**Excerpts from a pointing dataset:**
┌────────
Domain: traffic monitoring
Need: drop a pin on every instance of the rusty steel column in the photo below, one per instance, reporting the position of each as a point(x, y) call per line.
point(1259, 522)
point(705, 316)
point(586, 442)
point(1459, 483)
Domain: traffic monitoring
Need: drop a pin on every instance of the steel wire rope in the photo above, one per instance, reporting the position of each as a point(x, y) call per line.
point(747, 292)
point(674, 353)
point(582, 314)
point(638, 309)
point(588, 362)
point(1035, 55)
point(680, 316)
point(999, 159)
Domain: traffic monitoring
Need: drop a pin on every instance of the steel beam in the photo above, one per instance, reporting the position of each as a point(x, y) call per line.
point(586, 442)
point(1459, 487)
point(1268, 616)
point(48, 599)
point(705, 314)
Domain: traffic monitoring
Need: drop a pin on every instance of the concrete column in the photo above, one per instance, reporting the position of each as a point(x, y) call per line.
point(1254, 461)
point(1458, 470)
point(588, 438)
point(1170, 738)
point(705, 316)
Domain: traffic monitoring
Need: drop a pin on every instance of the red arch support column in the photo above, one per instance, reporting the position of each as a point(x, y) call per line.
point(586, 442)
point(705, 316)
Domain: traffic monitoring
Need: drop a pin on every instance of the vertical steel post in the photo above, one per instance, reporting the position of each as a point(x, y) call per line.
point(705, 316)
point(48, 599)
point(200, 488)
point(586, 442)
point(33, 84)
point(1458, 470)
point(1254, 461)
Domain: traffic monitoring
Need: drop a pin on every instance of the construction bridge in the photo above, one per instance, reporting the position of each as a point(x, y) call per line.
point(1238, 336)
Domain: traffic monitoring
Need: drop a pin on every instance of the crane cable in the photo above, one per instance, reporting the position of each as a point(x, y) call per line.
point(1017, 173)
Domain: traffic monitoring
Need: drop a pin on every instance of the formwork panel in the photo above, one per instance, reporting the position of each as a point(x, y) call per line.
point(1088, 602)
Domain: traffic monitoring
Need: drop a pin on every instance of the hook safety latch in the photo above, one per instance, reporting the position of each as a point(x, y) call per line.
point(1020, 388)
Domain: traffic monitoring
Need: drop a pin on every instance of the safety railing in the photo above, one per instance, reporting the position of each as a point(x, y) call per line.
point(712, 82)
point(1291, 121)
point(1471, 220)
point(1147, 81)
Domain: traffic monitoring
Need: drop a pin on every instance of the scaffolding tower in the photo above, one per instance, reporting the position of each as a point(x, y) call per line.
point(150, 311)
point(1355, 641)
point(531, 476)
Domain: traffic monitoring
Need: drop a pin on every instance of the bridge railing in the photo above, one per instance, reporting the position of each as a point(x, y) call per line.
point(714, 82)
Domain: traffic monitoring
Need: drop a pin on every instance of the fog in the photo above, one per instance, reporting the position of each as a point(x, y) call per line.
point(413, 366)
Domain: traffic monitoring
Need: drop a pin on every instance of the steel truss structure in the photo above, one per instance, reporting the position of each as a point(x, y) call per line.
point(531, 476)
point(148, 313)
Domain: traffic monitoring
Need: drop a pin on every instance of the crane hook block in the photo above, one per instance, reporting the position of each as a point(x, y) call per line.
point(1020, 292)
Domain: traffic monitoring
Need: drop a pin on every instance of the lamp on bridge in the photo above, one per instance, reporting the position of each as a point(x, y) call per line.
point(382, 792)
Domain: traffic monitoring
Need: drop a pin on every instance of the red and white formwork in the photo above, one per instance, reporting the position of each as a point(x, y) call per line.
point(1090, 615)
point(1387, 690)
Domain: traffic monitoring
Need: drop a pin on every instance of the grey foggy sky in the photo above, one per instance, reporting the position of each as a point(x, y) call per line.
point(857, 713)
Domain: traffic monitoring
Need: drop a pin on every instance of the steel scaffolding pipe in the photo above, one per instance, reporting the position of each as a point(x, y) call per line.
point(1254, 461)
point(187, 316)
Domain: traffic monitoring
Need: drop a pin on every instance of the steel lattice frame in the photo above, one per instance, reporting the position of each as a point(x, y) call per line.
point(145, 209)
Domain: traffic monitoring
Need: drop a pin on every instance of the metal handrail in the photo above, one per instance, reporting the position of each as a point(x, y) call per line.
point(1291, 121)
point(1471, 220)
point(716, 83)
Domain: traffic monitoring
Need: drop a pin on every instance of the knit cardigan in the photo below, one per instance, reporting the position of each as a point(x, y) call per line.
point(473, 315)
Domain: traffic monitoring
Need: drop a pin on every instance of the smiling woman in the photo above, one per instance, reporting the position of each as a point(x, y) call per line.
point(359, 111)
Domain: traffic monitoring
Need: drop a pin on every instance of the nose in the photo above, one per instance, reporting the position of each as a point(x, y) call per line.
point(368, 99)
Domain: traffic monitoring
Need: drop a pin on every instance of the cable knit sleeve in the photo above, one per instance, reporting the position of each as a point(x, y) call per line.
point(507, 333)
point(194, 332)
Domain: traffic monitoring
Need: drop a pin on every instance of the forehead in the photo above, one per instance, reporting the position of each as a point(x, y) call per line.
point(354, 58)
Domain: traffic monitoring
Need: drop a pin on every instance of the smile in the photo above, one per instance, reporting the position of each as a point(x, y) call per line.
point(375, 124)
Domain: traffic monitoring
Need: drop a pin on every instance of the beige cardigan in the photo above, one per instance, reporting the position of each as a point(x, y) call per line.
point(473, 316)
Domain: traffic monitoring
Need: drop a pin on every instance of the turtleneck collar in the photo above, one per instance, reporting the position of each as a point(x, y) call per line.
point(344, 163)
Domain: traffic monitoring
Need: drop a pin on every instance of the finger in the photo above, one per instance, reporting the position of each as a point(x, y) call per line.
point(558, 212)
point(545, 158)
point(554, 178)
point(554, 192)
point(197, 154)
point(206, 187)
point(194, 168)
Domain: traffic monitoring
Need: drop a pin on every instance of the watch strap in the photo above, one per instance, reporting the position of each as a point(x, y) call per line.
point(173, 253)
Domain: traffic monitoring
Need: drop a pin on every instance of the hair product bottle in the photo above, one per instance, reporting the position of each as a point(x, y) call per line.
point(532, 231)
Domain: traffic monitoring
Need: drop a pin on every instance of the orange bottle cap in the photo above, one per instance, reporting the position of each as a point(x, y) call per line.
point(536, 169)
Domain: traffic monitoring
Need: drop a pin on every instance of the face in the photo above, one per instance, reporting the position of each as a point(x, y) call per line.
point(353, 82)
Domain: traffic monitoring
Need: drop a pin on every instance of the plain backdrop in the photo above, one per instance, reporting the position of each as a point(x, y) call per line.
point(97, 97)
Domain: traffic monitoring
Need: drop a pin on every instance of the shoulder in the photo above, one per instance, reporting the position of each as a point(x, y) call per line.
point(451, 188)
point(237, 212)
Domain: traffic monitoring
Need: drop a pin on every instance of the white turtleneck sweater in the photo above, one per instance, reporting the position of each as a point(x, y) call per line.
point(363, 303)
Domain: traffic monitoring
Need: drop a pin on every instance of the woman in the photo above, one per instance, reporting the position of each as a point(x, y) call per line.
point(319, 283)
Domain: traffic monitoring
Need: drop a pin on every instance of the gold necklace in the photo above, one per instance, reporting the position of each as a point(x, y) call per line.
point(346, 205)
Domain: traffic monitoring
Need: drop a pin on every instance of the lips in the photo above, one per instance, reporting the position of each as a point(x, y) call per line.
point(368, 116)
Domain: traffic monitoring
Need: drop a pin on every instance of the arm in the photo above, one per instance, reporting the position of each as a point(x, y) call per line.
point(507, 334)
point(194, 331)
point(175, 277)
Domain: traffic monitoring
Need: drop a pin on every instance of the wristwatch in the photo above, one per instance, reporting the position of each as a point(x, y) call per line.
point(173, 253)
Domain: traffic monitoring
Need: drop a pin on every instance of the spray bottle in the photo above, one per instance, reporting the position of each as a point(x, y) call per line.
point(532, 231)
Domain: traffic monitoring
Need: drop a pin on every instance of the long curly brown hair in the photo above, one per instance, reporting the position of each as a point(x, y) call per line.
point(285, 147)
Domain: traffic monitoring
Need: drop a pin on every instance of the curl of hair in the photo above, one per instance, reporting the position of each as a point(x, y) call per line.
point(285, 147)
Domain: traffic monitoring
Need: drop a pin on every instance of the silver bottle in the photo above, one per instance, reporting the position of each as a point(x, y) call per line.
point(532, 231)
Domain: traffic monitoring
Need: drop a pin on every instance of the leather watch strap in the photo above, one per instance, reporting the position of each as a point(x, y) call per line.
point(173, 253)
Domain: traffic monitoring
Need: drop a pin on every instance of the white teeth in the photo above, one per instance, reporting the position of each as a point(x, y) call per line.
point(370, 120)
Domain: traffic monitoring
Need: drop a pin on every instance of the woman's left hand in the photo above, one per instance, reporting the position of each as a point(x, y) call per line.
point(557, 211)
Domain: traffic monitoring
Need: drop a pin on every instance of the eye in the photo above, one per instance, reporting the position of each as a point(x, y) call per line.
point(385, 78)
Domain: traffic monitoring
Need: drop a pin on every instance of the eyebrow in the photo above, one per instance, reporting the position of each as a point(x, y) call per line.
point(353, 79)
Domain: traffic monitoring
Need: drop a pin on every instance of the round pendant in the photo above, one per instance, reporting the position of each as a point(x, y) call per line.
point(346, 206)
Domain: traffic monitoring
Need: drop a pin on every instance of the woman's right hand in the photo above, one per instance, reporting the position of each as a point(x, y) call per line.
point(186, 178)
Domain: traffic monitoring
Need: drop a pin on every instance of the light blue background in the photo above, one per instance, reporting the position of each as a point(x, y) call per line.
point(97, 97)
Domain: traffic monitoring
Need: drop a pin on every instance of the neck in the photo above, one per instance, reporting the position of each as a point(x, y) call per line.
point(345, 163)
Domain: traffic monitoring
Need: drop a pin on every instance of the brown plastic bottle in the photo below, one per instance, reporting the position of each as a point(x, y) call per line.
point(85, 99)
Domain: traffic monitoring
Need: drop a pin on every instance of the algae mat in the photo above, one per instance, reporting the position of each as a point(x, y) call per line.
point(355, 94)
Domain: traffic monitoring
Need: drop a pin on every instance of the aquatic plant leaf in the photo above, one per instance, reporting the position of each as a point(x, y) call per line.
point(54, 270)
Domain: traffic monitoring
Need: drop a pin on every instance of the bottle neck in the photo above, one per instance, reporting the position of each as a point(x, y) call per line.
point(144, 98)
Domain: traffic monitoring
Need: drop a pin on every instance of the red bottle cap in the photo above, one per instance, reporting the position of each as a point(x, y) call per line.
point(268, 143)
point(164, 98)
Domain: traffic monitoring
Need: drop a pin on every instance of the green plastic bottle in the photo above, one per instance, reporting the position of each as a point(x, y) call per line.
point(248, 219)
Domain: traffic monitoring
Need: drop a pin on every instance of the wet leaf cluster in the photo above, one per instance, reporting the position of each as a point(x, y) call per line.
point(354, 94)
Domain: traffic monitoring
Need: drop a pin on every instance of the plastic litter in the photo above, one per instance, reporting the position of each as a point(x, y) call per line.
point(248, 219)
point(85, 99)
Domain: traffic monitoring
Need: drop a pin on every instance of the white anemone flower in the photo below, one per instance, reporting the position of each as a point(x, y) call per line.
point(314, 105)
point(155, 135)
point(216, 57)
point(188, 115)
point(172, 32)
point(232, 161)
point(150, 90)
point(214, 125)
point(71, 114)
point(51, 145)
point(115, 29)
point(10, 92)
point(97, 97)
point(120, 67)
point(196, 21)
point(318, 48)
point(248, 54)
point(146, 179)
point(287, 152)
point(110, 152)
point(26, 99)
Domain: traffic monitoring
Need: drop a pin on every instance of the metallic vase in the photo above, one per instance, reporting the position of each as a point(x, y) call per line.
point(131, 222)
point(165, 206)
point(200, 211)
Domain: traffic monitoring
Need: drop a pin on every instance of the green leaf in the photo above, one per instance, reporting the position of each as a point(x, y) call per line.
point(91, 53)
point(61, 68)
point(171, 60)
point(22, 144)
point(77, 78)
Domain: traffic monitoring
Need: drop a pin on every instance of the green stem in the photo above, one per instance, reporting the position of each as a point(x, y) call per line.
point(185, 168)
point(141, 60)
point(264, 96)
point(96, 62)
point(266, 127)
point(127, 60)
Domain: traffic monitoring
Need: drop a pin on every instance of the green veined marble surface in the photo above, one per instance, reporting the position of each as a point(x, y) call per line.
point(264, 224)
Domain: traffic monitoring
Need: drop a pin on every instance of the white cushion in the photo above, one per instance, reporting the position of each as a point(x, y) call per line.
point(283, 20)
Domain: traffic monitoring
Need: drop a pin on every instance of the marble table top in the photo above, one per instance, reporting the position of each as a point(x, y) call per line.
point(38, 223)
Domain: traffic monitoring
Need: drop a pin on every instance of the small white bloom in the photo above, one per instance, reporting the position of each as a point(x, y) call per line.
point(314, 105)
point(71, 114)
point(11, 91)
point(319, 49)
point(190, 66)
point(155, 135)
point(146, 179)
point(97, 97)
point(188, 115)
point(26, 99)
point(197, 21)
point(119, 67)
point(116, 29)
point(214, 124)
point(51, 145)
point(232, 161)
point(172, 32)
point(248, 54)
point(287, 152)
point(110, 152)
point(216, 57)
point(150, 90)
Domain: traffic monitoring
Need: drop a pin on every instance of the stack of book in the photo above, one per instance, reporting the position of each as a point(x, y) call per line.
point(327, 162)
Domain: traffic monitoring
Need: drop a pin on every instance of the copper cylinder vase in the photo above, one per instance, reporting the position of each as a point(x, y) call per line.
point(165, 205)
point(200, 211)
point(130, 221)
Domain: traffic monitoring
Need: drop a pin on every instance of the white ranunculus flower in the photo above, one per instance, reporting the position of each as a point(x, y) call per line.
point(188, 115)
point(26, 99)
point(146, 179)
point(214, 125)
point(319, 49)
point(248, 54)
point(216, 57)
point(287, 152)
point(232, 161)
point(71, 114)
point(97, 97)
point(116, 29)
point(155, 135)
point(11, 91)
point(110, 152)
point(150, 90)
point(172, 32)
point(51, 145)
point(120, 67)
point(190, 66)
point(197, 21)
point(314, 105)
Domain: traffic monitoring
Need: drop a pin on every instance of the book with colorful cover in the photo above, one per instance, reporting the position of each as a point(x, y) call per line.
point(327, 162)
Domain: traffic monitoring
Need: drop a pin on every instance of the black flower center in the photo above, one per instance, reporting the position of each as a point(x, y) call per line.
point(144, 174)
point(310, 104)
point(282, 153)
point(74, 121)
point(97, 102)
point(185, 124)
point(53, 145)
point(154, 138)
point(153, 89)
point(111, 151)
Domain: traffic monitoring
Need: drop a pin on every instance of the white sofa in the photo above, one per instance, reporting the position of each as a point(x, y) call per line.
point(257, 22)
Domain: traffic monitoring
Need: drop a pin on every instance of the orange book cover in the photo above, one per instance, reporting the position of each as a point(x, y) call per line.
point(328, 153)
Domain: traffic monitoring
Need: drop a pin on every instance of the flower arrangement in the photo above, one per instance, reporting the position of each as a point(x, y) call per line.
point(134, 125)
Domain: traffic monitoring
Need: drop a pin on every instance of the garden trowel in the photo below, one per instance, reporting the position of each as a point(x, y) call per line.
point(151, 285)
└────────
**To be done:** Pick out every line in the records above that contains the word "book", and copy each one.

**Task response:**
Need: drop a pin on every instance of the stack of book in the photo above, one per instance, reporting the position of each as a point(x, y) call per line.
Need: drop a pin on every instance of the book with colorful cover in the photo above, one per instance, reporting the position of each as a point(x, y) call per line.
Need: drop a pin on every instance of the orange book cover in the photo above, one per instance, reporting the position of each as a point(x, y) call per line.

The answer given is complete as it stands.